** start Listed records **

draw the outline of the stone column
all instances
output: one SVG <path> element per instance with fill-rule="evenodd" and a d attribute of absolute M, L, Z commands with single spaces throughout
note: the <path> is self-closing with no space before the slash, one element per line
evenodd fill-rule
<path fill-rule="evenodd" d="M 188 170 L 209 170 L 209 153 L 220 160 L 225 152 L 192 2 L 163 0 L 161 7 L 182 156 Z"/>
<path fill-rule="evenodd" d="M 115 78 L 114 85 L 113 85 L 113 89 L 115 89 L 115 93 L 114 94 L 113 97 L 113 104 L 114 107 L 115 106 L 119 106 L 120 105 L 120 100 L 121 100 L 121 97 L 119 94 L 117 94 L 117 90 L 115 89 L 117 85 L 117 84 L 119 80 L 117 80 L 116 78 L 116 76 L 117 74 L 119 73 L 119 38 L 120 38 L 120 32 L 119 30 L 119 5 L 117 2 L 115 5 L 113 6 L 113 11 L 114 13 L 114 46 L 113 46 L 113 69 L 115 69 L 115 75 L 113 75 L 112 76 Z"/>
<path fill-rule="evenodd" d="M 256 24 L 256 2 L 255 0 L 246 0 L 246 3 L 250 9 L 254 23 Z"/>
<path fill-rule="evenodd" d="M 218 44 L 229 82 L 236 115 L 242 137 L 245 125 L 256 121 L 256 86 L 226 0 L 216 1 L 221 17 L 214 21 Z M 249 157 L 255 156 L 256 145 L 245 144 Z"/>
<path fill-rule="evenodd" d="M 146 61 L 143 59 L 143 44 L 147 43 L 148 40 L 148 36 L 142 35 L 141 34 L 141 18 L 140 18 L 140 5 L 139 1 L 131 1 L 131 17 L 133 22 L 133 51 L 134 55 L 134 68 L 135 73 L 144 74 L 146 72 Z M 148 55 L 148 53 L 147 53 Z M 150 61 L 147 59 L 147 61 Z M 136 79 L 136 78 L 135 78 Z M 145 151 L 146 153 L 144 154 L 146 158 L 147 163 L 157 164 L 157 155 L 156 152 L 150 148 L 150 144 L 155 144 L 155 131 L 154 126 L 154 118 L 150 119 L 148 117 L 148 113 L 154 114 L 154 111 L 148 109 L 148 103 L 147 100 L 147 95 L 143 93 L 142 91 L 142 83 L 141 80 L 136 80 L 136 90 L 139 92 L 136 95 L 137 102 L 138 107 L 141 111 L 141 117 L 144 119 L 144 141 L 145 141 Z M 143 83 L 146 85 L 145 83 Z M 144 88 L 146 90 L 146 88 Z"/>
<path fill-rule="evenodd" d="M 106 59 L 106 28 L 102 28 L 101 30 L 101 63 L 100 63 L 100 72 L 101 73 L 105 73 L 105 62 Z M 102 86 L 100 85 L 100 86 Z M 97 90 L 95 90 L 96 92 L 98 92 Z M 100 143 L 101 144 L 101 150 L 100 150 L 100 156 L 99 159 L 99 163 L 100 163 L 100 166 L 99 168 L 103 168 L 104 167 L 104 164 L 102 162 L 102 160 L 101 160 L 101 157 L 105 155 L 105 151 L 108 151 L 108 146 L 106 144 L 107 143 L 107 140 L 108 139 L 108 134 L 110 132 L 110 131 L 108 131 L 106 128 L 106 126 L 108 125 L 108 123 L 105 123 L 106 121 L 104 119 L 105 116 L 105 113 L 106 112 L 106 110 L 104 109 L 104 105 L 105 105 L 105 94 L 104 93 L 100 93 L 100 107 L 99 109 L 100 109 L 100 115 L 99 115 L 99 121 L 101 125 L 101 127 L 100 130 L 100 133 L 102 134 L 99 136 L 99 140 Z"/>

** end Listed records **

**Stated exercise**
Could you edit the entries above so that "stone column" becomes "brick pillar", leaving every other line and character as it is?

**Solution**
draw the outline of the brick pillar
all instances
output: one SVG <path> element per instance with fill-rule="evenodd" and a d attribute of absolute M, L, Z commands with single spaces throughout
note: the <path> is self-closing with no space before the slash, one element per line
evenodd fill-rule
<path fill-rule="evenodd" d="M 188 170 L 209 170 L 209 153 L 220 160 L 225 152 L 192 2 L 163 0 L 161 7 L 182 156 Z"/>
<path fill-rule="evenodd" d="M 115 78 L 114 85 L 113 85 L 113 89 L 115 89 L 115 93 L 114 94 L 113 97 L 113 104 L 114 107 L 115 106 L 119 106 L 120 105 L 120 100 L 121 100 L 121 97 L 119 94 L 117 94 L 117 90 L 115 89 L 117 85 L 117 84 L 119 80 L 117 80 L 116 78 L 116 76 L 117 74 L 119 73 L 119 38 L 120 38 L 120 32 L 119 30 L 119 5 L 117 2 L 115 5 L 113 6 L 113 11 L 114 13 L 114 46 L 113 46 L 113 69 L 115 69 L 115 75 L 113 75 L 112 76 Z"/>
<path fill-rule="evenodd" d="M 256 24 L 256 2 L 255 0 L 246 0 L 246 3 L 250 9 L 254 23 Z"/>
<path fill-rule="evenodd" d="M 218 44 L 229 82 L 236 115 L 242 137 L 245 125 L 256 121 L 256 86 L 226 0 L 216 1 L 221 17 L 214 21 Z M 249 157 L 255 156 L 256 145 L 245 144 Z"/>
<path fill-rule="evenodd" d="M 146 61 L 143 59 L 143 44 L 147 43 L 148 40 L 148 36 L 142 35 L 141 34 L 141 18 L 140 18 L 140 5 L 139 1 L 131 1 L 131 17 L 133 22 L 133 51 L 134 55 L 134 68 L 135 73 L 144 74 L 146 72 Z M 148 55 L 148 53 L 147 53 Z M 150 61 L 147 59 L 147 61 Z M 136 79 L 136 78 L 135 78 Z M 145 151 L 146 153 L 144 154 L 146 158 L 147 163 L 157 164 L 157 155 L 156 152 L 150 148 L 150 144 L 155 144 L 155 131 L 154 126 L 154 118 L 150 119 L 148 117 L 148 113 L 154 114 L 154 111 L 148 109 L 148 103 L 147 100 L 147 95 L 143 93 L 142 91 L 142 83 L 141 80 L 136 80 L 136 90 L 139 92 L 136 95 L 137 102 L 138 107 L 141 111 L 141 117 L 144 119 L 144 141 L 145 141 Z M 143 83 L 146 85 L 145 83 Z M 144 88 L 146 90 L 146 88 Z"/>
<path fill-rule="evenodd" d="M 106 59 L 106 28 L 102 28 L 101 30 L 101 63 L 100 63 L 100 72 L 101 73 L 105 73 L 105 62 Z M 102 86 L 100 85 L 100 86 Z M 97 90 L 95 90 L 96 92 L 98 92 Z M 100 143 L 101 144 L 101 150 L 100 150 L 100 156 L 99 159 L 99 163 L 100 163 L 100 166 L 99 168 L 103 168 L 104 167 L 104 164 L 102 162 L 102 160 L 101 160 L 101 157 L 105 155 L 105 151 L 108 151 L 108 146 L 106 144 L 107 143 L 107 140 L 108 139 L 108 134 L 110 132 L 110 131 L 108 131 L 106 128 L 106 126 L 108 125 L 108 123 L 105 123 L 106 121 L 104 119 L 105 116 L 105 113 L 106 112 L 106 110 L 104 109 L 104 105 L 105 105 L 105 94 L 104 93 L 100 93 L 100 107 L 99 109 L 100 109 L 100 115 L 99 115 L 99 121 L 101 125 L 101 127 L 100 130 L 100 133 L 102 134 L 99 136 L 99 140 Z"/>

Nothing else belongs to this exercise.